**QUOTED TEXT**.
Inside the 90s Underground in New York City
Photographer Nick Waplington Captures the Energy of the City's Club Scene and Isaac Mizrahi’s Studios
- Interview: Dan Meththananda
- Images/Photos Courtesy Of: Nick Waplington, _The Isaac Mizrahi Pictures_ is available through Damiani

The SSENSE #90sReport is a look at the decade that has become this moment's aesthetic power source.
Between the buzz of haute couture ateliers and the basements of underground clubs like Save the Robots, it is hard to imagine anyone saw daylight in 1990s New York. From 1989 to 1993, British photographer Nick Waplington documented the extroverted yet exacting designer Isaac Mizrahi during his high fashion zenith, surrounded by supermodel muses such as Cindy Crawford and Christy Turlington. In The Isaac Mizrahi Pictures, the supercharged ego of fashion is juxtaposed with the gritty id of the city’s club scene. Scenes of Mizrahi obsessively ruffling pleats of black formalwear dresses and adjusting mint green capes on a 22-year-old Naomi Campbell during Fashion Week are met with club kids dancing in foot-high platform boots. From uptown glamour to downtown debauchery, each image is drenched in spontaneity and devoid of net-native self-consciousness. They are odes to being in the moment without broadcasting it to the world. Yet this moment would inevitably dissolve, and Mizrahi himself would become known more as a television personality than a fashion designer. Released 30 years after the fact in The Isaac Mizrahi Pictures, Waplington’s photographs present a memoir of wanton production.
Dan Meththananda spoke to Waplington in Los Angeles about this insomniac, decadent chapter in New York and his unique position as an observer in the fashion world.

Dan Meththananda
Nick Waplington
How did you decide to couple images from Isaac Mizrahi’s fitting sessions with scenes from New York’s underground scene?
The late 80s to early 90s was an interesting period to live in New York. It was a very different city before the Giuliani cleanup, you know? While I was working with Isaac documenting his creative process, I took all these other pictures in my off-time. I had access to a lot of the underground clubs that were going on at the time. I took those pictures and just put them in a file and didn’t look at them for 25 years.
Are there any photos you are particularly fond of from those times?
It was difficult to get permission to photograph at the Sound Factory. It was an incredible place, but extremely guarded. But eventually I found a way to get a camera in. So those were very special pictures. I don’t think there were many pictures of those Sunday mornings, because it was only open on Sunday mornings.
What was it like?
At the time, it was a gay afterhours club. It wasn’t just gay. There were club kids in there as well, and the music was incredible. I’m not sure what time it would open. No one used to get there before five in the morning, and it wouldn’t really get going until 6 or 7AM. I used to go every Sunday. I was literally going to bed early on Saturday night and dragging myself up in the morning, getting in a cab, and going over there to West 27th Street. The legendary DJ Junior Vasquez would play right the way through—these 12-, 14-, even 16-hour sets. It was the best club I’ve ever been to. The only thing that came close was DC-10, when it first started in Ibiza about 15 or 16 years ago. Things were a lot crazier then. Things are so fucking controlled now.


Do you think technology has changed how people act in front of the camera now that you can upload everything immediately?
Yes. Today, if you pull out a phone or camera, people are much more aware and picture savvy. Everyone—from me, to my mother, to my 11-year-old son—is on Instagram. It changed everything. But when I started making this work, there weren’t even mobile phones. I remember pulling out a mobile phone in 1990 and being thrown out a pub in Brixton because the only people that had phones then were drug dealers.

**DATA ENTRIES**.
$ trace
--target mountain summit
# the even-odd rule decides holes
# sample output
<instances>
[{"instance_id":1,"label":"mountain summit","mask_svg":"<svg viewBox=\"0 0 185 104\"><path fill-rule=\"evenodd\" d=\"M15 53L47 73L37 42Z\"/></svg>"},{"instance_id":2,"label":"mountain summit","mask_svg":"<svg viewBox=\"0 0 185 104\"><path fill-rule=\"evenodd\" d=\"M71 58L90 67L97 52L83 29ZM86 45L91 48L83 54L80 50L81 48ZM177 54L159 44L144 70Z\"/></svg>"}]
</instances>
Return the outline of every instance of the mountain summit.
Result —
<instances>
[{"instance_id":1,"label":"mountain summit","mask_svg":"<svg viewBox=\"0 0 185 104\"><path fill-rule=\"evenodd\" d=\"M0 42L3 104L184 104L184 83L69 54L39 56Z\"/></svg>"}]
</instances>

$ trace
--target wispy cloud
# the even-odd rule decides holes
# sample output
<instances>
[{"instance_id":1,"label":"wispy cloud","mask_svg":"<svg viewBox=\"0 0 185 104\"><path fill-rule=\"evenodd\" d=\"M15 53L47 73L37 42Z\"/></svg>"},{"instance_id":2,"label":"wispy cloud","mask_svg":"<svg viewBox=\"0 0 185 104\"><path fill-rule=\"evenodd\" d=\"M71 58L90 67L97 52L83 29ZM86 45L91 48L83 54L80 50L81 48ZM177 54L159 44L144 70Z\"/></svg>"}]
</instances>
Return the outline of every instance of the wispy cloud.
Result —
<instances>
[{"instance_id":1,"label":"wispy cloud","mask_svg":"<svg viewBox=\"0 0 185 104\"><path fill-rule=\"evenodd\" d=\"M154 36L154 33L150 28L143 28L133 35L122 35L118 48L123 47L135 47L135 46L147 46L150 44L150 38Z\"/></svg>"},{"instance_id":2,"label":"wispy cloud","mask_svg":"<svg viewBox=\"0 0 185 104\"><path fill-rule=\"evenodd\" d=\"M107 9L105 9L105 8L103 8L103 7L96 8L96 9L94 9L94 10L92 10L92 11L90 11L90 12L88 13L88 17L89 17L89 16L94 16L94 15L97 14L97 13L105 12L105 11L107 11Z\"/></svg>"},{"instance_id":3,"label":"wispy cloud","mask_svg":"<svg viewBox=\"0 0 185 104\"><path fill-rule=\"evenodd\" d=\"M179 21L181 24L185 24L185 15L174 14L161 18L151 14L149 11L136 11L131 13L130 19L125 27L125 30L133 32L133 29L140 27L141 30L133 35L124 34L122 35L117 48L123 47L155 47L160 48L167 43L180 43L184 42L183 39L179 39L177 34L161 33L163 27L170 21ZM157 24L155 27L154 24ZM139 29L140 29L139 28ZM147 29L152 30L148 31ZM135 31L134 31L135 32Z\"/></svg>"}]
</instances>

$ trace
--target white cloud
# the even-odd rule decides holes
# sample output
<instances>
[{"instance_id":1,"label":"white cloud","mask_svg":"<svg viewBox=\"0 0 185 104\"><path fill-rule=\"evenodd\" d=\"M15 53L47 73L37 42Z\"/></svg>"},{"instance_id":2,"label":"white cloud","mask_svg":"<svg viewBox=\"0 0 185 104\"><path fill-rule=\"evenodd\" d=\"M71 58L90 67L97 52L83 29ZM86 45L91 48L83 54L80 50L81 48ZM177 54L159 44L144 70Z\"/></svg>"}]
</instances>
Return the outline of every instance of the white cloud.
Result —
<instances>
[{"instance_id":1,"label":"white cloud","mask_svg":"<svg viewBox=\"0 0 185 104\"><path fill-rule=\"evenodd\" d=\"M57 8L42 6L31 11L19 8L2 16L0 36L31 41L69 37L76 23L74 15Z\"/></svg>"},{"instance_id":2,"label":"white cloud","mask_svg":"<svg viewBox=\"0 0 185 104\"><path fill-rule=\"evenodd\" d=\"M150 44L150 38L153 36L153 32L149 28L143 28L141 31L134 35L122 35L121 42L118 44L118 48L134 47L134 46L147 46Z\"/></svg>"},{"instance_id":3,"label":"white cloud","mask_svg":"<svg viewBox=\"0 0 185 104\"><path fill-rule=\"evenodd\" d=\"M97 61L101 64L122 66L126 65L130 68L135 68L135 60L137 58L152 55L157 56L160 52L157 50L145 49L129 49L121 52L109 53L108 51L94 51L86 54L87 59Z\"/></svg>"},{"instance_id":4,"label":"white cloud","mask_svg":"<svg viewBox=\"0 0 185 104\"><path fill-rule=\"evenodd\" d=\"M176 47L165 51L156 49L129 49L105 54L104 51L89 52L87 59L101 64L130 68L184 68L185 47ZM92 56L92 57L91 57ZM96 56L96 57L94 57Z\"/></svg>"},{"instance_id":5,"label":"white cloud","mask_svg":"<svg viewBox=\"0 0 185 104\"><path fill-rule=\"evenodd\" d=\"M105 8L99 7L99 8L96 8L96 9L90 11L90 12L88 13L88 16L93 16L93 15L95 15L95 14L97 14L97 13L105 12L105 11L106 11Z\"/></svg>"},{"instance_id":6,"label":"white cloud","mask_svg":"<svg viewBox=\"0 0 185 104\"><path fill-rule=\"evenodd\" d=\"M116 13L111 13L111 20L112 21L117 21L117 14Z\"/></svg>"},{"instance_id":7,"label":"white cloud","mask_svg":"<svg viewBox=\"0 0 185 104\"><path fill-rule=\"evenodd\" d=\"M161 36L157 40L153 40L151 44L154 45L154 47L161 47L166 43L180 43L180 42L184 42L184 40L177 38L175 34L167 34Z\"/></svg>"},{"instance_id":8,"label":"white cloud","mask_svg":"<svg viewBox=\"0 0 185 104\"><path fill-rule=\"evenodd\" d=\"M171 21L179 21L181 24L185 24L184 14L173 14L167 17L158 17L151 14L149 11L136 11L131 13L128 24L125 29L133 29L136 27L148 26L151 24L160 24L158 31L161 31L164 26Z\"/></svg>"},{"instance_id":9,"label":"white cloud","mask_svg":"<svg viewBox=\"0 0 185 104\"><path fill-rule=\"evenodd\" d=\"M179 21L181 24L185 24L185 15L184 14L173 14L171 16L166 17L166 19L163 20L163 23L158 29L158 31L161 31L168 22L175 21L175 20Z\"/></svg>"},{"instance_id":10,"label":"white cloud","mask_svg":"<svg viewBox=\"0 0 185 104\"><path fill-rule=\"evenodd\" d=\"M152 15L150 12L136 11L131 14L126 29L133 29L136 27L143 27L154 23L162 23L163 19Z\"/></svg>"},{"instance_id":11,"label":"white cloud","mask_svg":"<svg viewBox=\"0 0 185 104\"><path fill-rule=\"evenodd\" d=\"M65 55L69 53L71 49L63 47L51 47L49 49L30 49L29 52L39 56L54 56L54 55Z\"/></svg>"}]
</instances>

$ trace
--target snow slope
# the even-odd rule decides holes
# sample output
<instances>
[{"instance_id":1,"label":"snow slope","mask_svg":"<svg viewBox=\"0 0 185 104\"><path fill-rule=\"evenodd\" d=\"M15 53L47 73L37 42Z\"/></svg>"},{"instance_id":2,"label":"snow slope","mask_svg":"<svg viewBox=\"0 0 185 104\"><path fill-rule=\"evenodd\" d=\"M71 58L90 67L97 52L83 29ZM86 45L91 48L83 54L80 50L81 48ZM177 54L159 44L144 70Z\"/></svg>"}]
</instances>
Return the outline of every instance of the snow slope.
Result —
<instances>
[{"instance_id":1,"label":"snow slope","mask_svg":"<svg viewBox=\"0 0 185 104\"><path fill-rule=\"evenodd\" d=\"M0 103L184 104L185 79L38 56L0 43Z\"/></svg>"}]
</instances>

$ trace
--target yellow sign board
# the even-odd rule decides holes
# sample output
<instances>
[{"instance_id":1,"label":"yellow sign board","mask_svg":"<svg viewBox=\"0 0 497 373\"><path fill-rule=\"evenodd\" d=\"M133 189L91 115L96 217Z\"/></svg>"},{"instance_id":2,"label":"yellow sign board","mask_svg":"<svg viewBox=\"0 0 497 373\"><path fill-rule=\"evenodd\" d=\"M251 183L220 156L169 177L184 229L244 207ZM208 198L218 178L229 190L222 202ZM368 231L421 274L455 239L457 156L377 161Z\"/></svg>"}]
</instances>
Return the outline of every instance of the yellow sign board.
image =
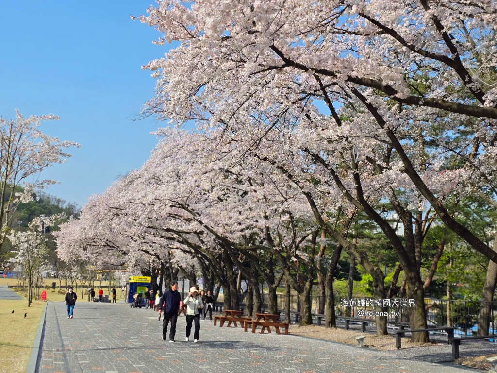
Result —
<instances>
[{"instance_id":1,"label":"yellow sign board","mask_svg":"<svg viewBox=\"0 0 497 373\"><path fill-rule=\"evenodd\" d=\"M152 278L150 276L130 276L130 282L151 282Z\"/></svg>"}]
</instances>

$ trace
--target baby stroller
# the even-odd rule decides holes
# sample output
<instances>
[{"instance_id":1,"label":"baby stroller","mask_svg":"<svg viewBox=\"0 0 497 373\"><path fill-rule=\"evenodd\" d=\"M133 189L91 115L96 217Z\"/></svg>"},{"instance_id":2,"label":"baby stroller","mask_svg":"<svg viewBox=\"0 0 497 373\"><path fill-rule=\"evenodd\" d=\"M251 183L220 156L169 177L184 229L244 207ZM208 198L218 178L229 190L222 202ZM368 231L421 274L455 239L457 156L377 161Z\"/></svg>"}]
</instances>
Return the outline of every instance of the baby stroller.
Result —
<instances>
[{"instance_id":1,"label":"baby stroller","mask_svg":"<svg viewBox=\"0 0 497 373\"><path fill-rule=\"evenodd\" d=\"M137 297L136 299L133 301L133 303L130 305L132 308L142 308L142 295L141 294L139 294Z\"/></svg>"}]
</instances>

**TASK SET**.
1. According to the interview, which DJ played the 12- to 16-hour sets at the Sound Factory?
2. How many lines in the entries contain the string "slope"? Case counts; reply with the number alone.

**SOLUTIONS TO EACH TASK**.
1. Junior Vasquez

2. 4